→ **Given exercise 1**
Starting with the line containing "For every instance of the rock outcrop, give" and going on through the final line of the records, give those record lines as a Markdown table with the columns Row and Line. Leave out any blank lines.

→ **Source extract**
As a plane crash costs lives of a few hundred people the criteria should be different from "normal" software. And for most parts and most history software in aeronautics was created with special care and tooling and under research of provability.
> it's not super surprising that they found some new ones while doing a rigorous testing regimen
Why didn’t they find these bugs during the plane’s development and certification? It appears the testing then was less rigorous. They should extend the same rigorous testing to their other aircraft models also.
A regime which finds all the defects would cost billions on its own, only one such piece of software has been subject to such a regime and that's the Space Shuttle guidance program. Every other piece of software is tested to levels set by the aeronautical industry and regulators, which may not include all possible scenarios.
You will note, some of these scenarios are essentially fuzzing the memory of the flight computer and seeing what happens, ideally most bit flips will either be detected or be minor, but some can end up causing issues. I'm not sure if it would be possible to explore all the branches in the software in any sort of reasonable amount of time.
That cost is already baked into aviation hardware. It's why fasteners are so expensive, for example, because the cost of certifying, tracking their history, and quantifying their quality is already amortized into each bolt.
Flight software development lifecycle--and regs as you point out--still needs to catch up.
Actually, for fasteners there is often a material difference - cheaper fasteners are cut to shape while better fasteners are forged into shape, resulting in a much stronger part due to the resulting grain flow.
> A regime which finds all the defects would cost billions on its own, only one such piece of software has been subject to such a regime and that's the Space Shuttle guidance program.
Do you have a source for that claim ? I'm skeptical that even a testing process costing billions of dollars could claim to cover all possible inputs and states for a software system of any complexity.
The software that went into the Space Shuttle was coded to CMM level 5; this is a level of Quality Assurance that would make even the most Iron Fisted, detail oriented QA begin to sweat at the pile of paperwork and pressure ahead of them.
It's a completely different experience that likely only a handful of modern testers would even contemplate nowadays, but has always been a shining example of something to aspire to be part of one day for me.
It isn't at all easy, and basically requires the discipline to understand, document, and justify every single line of code within the context of the overarching system.
No business wants to deal with it, and it is no surprise that only publically funded projects tend to get anywhere close.
Sure. But I'd hope that they brought in new people, with a new outlook on things, and started all over from scratch. They're probably running mostly the same tests they were before the crashes, and also some new ones that people have dreamed up.
I think it's more likely that all the managers in the chain of control suddenly feel like their ass is on the line if another 737 MAX drops out of the sky, which is why they're now paying more attention to what their engineers have been telling them for years.
Which is probably a good thing, except for the part that it took hundreds of people to die first to get here.
Actually there are two types of software failures: design failures and implementation failures. Design failures are harder, but we already have ways of completely avoiding implementation failures, with systems that prove mathematically that the software implements the design. NASA for example uses those in many occasions. Boeing doesn't, obviously, and there's no valid excuse.

→ **Dataset excerpts**
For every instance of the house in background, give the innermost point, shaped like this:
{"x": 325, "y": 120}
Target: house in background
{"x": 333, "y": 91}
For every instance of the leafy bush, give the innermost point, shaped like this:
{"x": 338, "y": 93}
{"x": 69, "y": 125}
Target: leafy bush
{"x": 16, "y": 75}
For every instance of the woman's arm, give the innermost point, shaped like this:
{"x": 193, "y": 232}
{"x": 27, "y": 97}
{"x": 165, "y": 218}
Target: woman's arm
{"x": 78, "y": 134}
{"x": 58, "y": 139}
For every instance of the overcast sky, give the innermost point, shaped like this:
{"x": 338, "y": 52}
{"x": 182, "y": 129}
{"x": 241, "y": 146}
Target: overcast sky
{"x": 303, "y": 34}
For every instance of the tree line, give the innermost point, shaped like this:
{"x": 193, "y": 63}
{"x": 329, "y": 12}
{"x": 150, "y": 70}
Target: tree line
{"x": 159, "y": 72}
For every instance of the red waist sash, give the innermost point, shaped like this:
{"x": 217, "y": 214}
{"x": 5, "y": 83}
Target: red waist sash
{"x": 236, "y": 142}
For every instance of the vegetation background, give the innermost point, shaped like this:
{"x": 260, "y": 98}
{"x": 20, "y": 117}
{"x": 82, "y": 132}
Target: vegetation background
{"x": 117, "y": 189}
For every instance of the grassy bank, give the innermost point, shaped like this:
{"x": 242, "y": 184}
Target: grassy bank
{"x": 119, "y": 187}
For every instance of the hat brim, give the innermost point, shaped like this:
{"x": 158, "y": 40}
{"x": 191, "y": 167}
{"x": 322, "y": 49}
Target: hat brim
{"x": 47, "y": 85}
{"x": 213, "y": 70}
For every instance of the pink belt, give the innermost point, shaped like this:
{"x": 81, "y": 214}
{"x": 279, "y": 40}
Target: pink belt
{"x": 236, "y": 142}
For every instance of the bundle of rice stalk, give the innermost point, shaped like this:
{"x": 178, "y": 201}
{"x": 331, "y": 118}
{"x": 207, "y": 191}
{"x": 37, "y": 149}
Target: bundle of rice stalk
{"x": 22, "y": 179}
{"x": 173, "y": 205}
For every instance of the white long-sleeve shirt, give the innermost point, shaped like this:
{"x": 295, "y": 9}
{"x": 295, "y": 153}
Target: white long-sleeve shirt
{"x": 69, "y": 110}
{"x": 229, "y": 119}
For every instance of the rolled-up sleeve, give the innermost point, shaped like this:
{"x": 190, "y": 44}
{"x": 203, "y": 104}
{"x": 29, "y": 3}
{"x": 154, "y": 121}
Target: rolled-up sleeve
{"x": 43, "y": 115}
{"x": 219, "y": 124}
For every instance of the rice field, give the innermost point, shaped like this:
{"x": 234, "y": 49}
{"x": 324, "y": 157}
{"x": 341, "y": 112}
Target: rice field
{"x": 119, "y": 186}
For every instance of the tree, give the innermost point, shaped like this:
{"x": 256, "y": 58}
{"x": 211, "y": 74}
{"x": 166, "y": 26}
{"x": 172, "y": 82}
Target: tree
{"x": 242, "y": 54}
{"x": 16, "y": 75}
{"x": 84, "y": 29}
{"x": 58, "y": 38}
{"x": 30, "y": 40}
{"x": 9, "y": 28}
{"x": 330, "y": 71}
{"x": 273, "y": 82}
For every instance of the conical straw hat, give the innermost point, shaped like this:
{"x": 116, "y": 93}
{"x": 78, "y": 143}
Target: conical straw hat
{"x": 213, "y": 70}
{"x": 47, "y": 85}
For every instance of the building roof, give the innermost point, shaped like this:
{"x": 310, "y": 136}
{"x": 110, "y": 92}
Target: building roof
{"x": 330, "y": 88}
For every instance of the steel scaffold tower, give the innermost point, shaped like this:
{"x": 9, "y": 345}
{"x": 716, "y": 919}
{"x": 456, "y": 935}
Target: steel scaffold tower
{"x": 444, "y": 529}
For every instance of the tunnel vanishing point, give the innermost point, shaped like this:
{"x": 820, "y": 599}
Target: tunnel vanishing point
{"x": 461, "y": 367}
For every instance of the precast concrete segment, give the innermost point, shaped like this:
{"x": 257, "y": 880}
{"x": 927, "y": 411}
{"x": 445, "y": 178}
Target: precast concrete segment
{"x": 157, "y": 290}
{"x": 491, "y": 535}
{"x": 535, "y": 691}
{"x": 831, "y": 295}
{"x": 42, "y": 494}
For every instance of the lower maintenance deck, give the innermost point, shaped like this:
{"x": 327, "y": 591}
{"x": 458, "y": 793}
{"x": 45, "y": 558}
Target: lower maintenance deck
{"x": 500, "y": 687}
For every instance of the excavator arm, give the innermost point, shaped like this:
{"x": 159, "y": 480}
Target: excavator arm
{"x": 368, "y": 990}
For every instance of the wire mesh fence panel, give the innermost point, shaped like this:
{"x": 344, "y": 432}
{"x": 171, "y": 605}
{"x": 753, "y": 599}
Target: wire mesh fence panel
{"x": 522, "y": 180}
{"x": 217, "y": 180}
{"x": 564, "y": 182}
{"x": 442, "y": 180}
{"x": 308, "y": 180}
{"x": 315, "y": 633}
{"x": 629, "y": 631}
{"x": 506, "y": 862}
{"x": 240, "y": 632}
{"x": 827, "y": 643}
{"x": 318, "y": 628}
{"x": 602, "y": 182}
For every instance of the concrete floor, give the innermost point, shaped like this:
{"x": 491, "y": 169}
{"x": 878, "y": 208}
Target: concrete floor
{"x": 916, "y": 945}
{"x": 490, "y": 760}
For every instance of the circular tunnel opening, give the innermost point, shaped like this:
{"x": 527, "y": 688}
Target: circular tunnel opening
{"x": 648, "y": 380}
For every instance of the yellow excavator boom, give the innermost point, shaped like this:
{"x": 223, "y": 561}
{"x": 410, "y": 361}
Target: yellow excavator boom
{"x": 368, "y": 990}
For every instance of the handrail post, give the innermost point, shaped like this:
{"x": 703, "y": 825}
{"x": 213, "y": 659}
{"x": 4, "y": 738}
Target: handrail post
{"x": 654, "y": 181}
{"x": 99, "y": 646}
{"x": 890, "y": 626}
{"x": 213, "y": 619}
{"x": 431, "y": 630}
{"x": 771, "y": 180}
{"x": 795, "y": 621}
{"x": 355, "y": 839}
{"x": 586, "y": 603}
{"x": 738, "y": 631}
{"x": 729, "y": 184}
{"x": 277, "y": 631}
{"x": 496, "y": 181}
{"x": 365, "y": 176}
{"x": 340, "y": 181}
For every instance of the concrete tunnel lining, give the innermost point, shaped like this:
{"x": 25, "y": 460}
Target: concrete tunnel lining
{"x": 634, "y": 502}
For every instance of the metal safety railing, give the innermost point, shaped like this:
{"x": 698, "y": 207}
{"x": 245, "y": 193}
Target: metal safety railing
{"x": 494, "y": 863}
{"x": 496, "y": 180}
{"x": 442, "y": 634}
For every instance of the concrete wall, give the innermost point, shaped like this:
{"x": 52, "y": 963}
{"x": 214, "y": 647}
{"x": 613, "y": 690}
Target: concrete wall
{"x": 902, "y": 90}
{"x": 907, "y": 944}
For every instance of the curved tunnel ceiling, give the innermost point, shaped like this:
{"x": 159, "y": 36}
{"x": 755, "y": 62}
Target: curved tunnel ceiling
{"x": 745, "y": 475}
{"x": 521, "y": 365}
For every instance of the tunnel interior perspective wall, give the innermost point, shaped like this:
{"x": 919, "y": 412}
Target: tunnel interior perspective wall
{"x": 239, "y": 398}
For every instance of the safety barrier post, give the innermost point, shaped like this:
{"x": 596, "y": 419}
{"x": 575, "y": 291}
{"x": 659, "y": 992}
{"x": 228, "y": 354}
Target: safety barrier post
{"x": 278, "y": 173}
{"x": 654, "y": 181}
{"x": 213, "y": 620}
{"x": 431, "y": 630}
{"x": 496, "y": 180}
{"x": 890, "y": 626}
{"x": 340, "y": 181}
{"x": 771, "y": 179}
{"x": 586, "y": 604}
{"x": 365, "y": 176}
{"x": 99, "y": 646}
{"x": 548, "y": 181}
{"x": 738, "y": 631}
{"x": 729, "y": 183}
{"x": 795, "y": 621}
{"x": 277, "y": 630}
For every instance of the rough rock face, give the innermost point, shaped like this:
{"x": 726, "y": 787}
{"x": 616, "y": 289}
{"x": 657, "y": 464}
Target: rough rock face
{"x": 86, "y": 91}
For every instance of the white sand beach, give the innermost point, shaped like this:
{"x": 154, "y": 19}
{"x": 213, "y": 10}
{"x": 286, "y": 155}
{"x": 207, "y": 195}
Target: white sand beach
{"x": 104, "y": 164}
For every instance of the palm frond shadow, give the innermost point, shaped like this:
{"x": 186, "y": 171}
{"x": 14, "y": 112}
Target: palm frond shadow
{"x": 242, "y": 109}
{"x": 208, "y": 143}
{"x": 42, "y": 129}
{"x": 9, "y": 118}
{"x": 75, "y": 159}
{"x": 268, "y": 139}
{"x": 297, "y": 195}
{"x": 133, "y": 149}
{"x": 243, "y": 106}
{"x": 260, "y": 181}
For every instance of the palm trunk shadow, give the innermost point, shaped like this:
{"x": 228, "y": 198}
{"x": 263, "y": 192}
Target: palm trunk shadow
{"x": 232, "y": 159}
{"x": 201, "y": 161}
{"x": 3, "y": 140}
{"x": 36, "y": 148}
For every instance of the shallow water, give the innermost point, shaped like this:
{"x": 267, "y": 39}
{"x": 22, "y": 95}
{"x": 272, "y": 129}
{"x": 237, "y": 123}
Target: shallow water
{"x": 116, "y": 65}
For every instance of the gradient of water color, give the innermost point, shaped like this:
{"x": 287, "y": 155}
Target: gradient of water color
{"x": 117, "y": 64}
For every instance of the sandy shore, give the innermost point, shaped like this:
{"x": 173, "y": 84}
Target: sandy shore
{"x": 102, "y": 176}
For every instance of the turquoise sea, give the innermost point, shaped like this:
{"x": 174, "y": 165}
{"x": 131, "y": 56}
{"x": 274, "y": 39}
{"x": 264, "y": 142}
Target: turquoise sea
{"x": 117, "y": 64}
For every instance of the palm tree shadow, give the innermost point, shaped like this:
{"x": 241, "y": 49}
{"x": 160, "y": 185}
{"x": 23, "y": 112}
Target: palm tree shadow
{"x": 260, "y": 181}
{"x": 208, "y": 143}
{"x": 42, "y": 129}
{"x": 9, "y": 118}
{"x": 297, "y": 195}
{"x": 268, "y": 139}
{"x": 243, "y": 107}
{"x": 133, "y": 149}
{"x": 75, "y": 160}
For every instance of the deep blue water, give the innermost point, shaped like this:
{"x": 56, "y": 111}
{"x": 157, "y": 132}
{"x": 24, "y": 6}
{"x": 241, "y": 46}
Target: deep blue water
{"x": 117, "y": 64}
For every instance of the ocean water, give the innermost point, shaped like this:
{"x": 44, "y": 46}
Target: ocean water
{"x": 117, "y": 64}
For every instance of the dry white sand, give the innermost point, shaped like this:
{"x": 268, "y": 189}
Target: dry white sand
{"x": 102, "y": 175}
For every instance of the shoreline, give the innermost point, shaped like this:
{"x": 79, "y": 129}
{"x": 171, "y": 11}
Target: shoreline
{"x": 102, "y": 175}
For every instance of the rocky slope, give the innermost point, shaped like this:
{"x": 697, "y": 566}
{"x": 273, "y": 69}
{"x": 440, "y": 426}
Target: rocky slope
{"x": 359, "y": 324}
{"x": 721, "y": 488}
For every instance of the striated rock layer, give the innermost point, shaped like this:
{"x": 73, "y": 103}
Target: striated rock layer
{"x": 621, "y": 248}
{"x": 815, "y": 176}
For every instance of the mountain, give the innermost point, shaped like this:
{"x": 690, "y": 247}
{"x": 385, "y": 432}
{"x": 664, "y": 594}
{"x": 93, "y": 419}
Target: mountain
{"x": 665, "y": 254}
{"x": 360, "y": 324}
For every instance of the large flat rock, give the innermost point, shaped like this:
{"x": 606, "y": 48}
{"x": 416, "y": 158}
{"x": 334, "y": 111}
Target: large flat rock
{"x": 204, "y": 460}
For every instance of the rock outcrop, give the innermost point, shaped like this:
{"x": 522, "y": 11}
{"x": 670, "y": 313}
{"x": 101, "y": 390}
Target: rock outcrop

→ **Given exercise 2**
In the forum thread, which software is named as the only one ever subjected to a testing regime that finds all defects?

→ **Complete answer 1**
| Row | Line |
|---|---|
| 1 | For every instance of the rock outcrop, give the innermost point, shaped like this: |
| 2 | {"x": 522, "y": 11} |
| 3 | {"x": 670, "y": 313} |
| 4 | {"x": 101, "y": 390} |
| 5 | Target: rock outcrop |

→ **Complete answer 2**
The Space Shuttle guidance program.